> _Problem to work on_
Please quote exactly the lines below from the line containing "point(108, 296)" to the line containing "point(905, 119)", both lines included, and nothing else.
--- The input ---
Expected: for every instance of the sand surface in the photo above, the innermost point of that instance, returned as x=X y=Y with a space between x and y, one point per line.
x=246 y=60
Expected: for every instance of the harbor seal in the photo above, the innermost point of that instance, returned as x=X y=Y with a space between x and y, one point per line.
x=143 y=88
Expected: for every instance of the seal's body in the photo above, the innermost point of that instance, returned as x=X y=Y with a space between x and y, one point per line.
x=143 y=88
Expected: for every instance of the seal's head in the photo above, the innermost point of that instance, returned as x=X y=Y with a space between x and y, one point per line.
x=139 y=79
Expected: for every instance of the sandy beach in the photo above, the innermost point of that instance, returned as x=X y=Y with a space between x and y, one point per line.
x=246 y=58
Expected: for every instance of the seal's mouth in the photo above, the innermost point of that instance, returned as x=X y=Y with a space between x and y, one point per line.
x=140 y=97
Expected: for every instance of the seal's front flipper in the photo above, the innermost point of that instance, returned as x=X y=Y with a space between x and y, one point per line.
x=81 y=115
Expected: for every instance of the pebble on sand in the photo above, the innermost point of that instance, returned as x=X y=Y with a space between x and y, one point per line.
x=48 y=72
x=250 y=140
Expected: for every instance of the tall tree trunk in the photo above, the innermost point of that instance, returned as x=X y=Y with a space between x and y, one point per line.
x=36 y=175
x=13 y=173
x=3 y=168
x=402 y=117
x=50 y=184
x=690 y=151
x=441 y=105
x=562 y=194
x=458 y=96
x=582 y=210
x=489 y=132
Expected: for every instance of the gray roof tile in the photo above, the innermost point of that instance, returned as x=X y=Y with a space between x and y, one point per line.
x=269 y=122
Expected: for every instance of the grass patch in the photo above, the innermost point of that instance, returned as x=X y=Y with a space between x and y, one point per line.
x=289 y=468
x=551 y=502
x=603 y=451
---
--- The input ---
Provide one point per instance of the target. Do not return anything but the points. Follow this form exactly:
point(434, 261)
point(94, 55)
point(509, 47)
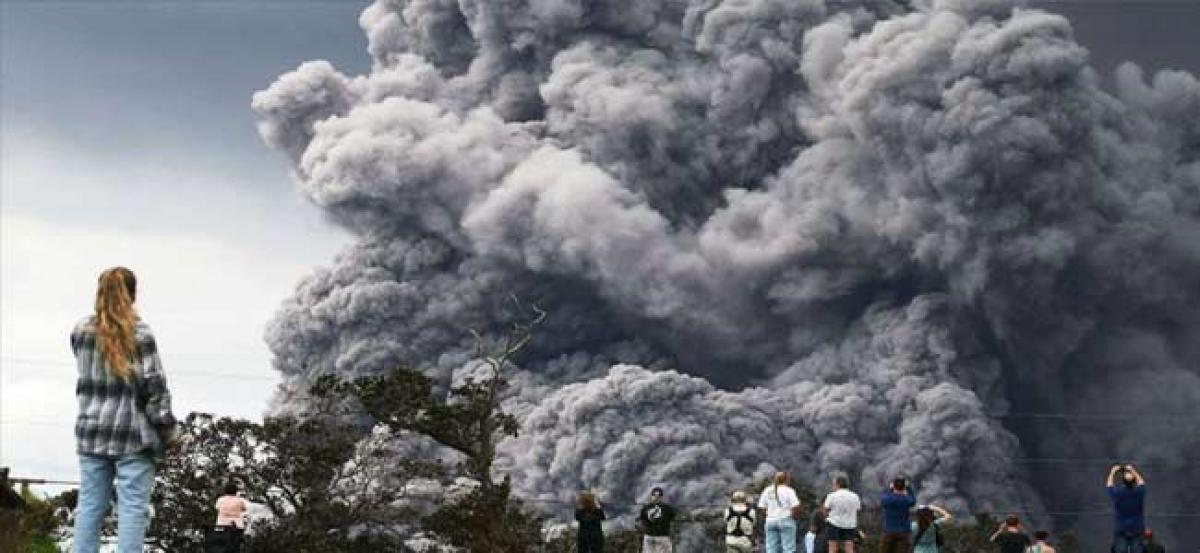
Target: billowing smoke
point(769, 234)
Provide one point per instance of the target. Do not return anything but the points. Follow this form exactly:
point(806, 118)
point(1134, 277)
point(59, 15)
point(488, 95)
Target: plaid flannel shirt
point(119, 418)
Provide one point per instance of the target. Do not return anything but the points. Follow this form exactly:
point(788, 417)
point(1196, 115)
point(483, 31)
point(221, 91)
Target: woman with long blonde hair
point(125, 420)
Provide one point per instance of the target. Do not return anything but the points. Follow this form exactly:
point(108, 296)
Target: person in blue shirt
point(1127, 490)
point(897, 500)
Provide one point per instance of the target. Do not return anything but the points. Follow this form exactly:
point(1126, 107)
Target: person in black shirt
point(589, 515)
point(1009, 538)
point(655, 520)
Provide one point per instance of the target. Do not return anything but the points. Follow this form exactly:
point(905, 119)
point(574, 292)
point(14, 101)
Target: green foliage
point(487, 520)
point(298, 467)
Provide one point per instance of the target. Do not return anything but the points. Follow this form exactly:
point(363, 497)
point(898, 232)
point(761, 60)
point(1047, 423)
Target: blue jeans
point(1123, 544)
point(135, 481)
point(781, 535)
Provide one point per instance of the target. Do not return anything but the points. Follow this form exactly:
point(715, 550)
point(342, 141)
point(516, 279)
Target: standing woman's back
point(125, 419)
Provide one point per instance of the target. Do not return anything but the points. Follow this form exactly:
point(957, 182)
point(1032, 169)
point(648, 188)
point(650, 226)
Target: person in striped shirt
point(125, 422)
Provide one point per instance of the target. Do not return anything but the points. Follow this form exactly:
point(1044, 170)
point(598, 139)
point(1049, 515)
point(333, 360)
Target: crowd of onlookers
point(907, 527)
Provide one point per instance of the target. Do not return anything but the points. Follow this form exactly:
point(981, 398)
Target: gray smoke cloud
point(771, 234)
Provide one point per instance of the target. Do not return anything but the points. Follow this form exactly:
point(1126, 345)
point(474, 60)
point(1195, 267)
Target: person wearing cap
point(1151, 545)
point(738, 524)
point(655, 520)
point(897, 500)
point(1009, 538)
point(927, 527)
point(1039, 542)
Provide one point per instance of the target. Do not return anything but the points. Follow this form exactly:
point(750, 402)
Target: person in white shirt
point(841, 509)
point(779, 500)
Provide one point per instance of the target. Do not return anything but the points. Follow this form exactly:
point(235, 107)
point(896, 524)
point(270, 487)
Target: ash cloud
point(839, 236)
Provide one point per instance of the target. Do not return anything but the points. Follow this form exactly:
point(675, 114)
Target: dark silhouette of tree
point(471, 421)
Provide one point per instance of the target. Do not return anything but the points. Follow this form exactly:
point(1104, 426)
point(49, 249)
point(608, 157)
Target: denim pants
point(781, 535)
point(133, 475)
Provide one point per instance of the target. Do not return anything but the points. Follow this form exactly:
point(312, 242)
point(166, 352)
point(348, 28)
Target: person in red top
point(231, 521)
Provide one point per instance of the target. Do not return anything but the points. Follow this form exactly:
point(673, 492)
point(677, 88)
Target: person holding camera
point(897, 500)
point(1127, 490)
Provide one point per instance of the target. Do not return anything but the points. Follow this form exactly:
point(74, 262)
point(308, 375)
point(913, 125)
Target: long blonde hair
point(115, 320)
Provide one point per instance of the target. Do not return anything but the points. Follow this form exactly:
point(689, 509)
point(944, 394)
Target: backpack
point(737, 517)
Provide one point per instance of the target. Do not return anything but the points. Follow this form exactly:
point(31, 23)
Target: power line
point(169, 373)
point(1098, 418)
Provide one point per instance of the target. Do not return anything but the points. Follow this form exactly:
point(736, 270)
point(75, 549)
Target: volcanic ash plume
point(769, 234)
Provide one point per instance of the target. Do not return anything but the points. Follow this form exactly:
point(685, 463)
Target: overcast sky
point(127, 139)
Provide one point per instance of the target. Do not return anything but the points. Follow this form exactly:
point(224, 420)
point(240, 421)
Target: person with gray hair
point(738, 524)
---
> _Solution_
point(108, 296)
Target: person in blue shirt
point(1127, 490)
point(897, 500)
Provide one point per instance of the target. Do not return anything but the points. Follow this form exactly:
point(1126, 107)
Target: person in black shirt
point(589, 515)
point(1009, 538)
point(655, 520)
Provide one point per instance of the target. Do not return anything but the points. Follow this form exactly:
point(905, 119)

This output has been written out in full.